[Written request]:
Return every line in the items below that contains the string "countertop", treating uppercase and lowercase as different.

::: Exercise material :::

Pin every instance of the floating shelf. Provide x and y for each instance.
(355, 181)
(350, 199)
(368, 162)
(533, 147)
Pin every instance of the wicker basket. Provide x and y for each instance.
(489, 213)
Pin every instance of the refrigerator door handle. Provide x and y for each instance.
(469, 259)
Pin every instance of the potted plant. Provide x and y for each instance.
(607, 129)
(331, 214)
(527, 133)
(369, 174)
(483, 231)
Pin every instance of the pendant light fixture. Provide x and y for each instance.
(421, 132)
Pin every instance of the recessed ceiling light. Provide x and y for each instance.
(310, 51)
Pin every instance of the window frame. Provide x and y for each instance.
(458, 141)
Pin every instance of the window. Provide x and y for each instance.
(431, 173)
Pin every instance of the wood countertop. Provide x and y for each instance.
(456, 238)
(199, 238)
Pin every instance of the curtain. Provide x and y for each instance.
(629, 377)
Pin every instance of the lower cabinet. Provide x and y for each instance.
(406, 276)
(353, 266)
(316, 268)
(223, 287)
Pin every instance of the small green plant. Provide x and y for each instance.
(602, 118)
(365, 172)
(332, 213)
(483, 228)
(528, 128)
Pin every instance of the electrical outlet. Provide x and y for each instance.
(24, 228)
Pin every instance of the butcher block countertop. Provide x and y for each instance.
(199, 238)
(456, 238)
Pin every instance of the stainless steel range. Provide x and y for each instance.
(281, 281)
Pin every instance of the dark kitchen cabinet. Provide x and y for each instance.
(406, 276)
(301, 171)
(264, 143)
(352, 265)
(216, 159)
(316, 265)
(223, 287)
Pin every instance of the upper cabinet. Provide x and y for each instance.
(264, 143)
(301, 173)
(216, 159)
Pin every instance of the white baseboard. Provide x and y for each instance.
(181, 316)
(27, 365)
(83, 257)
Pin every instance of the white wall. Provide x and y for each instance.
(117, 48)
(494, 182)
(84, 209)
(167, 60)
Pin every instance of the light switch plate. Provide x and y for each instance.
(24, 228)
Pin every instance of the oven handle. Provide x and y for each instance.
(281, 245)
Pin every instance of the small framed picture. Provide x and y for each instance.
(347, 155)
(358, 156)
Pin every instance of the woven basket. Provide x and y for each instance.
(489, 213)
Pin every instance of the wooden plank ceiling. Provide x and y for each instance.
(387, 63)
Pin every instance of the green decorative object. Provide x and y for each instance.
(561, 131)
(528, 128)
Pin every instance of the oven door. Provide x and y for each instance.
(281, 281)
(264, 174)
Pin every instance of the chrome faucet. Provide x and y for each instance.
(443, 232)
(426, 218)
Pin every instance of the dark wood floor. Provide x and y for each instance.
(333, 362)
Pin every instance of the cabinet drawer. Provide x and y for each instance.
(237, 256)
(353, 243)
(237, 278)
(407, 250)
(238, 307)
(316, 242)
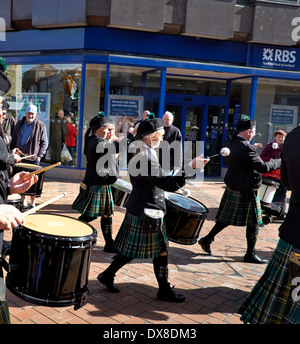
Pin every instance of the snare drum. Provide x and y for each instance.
(121, 191)
(184, 218)
(16, 200)
(37, 188)
(50, 259)
(267, 191)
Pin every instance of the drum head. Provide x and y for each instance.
(14, 197)
(186, 203)
(123, 185)
(28, 166)
(57, 225)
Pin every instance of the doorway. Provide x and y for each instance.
(201, 122)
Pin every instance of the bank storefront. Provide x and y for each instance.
(207, 84)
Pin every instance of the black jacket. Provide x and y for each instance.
(96, 172)
(6, 159)
(289, 231)
(149, 185)
(172, 134)
(245, 166)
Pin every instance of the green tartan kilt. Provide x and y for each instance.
(239, 208)
(133, 243)
(98, 202)
(271, 301)
(4, 312)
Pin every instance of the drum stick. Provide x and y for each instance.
(41, 170)
(28, 156)
(40, 206)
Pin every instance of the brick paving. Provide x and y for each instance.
(214, 286)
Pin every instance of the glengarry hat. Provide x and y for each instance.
(149, 126)
(99, 121)
(245, 124)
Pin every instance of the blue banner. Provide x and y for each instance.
(274, 57)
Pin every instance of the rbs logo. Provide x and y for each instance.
(296, 31)
(279, 56)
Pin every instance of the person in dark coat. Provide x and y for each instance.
(273, 151)
(10, 217)
(58, 135)
(240, 205)
(141, 236)
(170, 151)
(96, 200)
(30, 137)
(275, 297)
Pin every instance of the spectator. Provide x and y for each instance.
(30, 137)
(170, 157)
(71, 140)
(58, 136)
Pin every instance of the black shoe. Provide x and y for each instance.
(170, 295)
(254, 259)
(108, 282)
(204, 245)
(110, 249)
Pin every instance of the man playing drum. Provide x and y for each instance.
(142, 236)
(240, 205)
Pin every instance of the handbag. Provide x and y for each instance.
(151, 220)
(83, 190)
(294, 264)
(65, 155)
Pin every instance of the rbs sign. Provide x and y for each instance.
(275, 58)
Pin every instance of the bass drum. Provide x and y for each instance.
(50, 259)
(37, 188)
(16, 200)
(267, 191)
(184, 218)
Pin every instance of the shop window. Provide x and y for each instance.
(277, 107)
(94, 97)
(285, 2)
(239, 103)
(131, 91)
(51, 87)
(195, 86)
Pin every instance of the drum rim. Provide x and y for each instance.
(81, 238)
(25, 164)
(194, 199)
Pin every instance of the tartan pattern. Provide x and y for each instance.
(133, 243)
(270, 301)
(239, 208)
(98, 202)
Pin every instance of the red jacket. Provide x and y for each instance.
(71, 135)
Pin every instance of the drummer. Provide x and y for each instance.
(273, 151)
(10, 216)
(95, 197)
(133, 240)
(30, 137)
(240, 205)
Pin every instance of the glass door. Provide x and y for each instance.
(214, 138)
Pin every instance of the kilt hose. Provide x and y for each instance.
(239, 208)
(98, 202)
(4, 312)
(273, 299)
(132, 242)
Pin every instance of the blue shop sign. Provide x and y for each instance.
(274, 57)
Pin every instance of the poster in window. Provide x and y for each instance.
(124, 111)
(41, 100)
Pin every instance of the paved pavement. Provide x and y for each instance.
(215, 286)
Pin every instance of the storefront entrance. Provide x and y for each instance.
(200, 121)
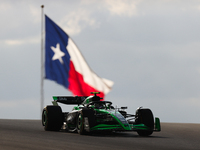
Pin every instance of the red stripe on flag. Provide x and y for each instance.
(77, 85)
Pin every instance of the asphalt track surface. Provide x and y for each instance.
(29, 134)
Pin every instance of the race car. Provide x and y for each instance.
(94, 114)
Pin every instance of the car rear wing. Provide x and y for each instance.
(69, 100)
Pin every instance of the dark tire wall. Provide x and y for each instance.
(52, 118)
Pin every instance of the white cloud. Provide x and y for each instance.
(31, 40)
(122, 7)
(76, 21)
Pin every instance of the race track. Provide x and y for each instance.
(29, 134)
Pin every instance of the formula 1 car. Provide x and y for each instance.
(92, 114)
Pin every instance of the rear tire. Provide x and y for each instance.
(145, 116)
(52, 118)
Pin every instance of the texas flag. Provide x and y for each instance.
(65, 64)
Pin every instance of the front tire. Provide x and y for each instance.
(52, 118)
(145, 116)
(80, 124)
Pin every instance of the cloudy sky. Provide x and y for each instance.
(149, 48)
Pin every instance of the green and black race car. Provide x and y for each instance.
(91, 114)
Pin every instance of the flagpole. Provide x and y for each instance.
(42, 63)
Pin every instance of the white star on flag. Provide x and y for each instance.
(58, 54)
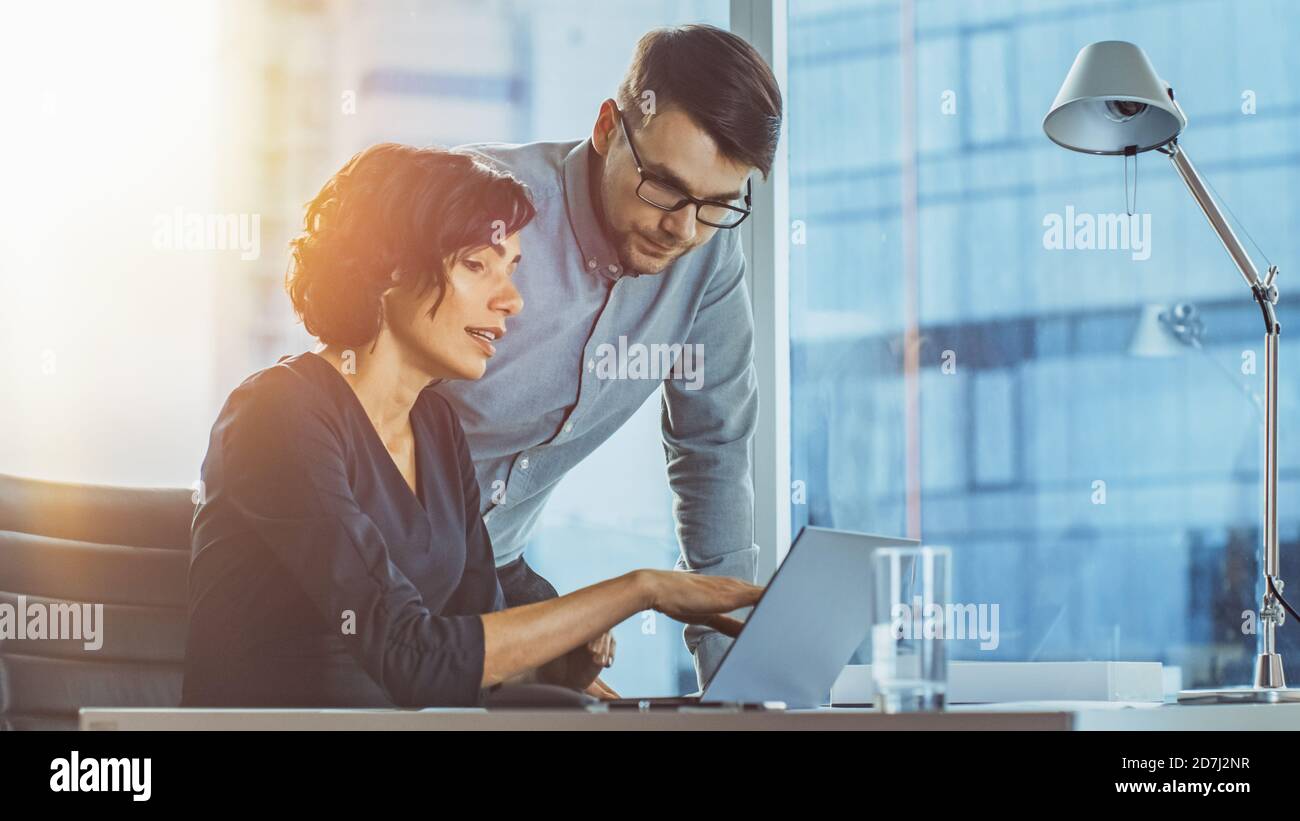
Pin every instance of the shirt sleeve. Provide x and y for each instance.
(480, 590)
(709, 421)
(285, 470)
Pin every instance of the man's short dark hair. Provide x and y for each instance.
(718, 79)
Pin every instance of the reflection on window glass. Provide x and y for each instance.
(1096, 474)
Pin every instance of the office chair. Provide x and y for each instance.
(125, 548)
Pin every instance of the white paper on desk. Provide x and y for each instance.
(986, 682)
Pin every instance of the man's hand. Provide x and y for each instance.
(581, 667)
(601, 690)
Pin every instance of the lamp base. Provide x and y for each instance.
(1240, 695)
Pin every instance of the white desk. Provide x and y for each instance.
(1021, 716)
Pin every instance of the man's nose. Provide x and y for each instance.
(681, 224)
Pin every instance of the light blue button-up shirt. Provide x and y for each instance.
(590, 344)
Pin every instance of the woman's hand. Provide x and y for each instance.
(581, 665)
(698, 599)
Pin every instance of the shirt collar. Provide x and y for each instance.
(598, 255)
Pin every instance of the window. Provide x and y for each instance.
(953, 377)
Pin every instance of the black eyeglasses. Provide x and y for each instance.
(666, 196)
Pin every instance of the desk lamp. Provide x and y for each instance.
(1113, 103)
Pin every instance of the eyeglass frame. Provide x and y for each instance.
(685, 198)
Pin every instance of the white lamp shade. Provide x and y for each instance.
(1112, 100)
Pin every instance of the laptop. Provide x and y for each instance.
(804, 629)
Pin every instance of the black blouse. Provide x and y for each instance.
(317, 578)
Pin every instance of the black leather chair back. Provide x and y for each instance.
(125, 548)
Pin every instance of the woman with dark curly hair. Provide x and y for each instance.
(338, 556)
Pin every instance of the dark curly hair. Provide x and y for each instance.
(394, 209)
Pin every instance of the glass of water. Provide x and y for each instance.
(909, 661)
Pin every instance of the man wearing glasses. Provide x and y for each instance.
(635, 248)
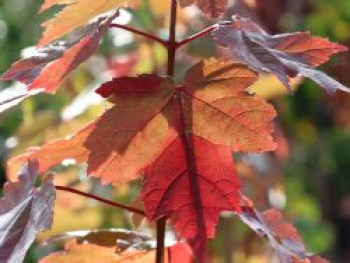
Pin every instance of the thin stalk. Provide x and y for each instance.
(100, 199)
(141, 33)
(195, 36)
(171, 46)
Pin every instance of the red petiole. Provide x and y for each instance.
(100, 199)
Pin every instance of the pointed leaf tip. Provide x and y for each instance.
(284, 55)
(142, 84)
(24, 210)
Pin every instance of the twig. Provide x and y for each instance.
(100, 199)
(195, 36)
(139, 32)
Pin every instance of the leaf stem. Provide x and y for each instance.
(171, 46)
(141, 33)
(195, 36)
(100, 199)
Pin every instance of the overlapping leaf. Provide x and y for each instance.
(75, 14)
(151, 118)
(13, 95)
(24, 210)
(86, 252)
(285, 55)
(192, 188)
(144, 121)
(212, 8)
(282, 236)
(49, 66)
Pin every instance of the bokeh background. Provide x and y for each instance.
(308, 178)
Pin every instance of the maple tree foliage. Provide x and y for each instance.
(285, 55)
(24, 210)
(212, 8)
(72, 17)
(85, 252)
(50, 65)
(178, 136)
(147, 119)
(282, 236)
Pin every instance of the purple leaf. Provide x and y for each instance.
(24, 210)
(49, 66)
(285, 55)
(282, 236)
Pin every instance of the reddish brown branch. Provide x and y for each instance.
(141, 33)
(195, 36)
(100, 199)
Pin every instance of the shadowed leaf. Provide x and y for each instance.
(285, 55)
(86, 253)
(24, 210)
(212, 8)
(75, 14)
(153, 118)
(192, 193)
(282, 236)
(49, 66)
(14, 95)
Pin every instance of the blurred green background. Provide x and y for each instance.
(309, 176)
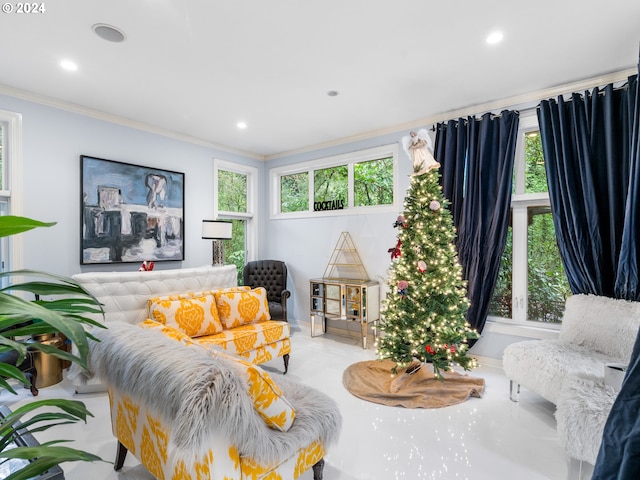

:::

[Written response]:
Pin every instance of the wood countertop. Provide x and y for each instance.
Pin every instance of the butcher block countertop. Provide x and y for each instance.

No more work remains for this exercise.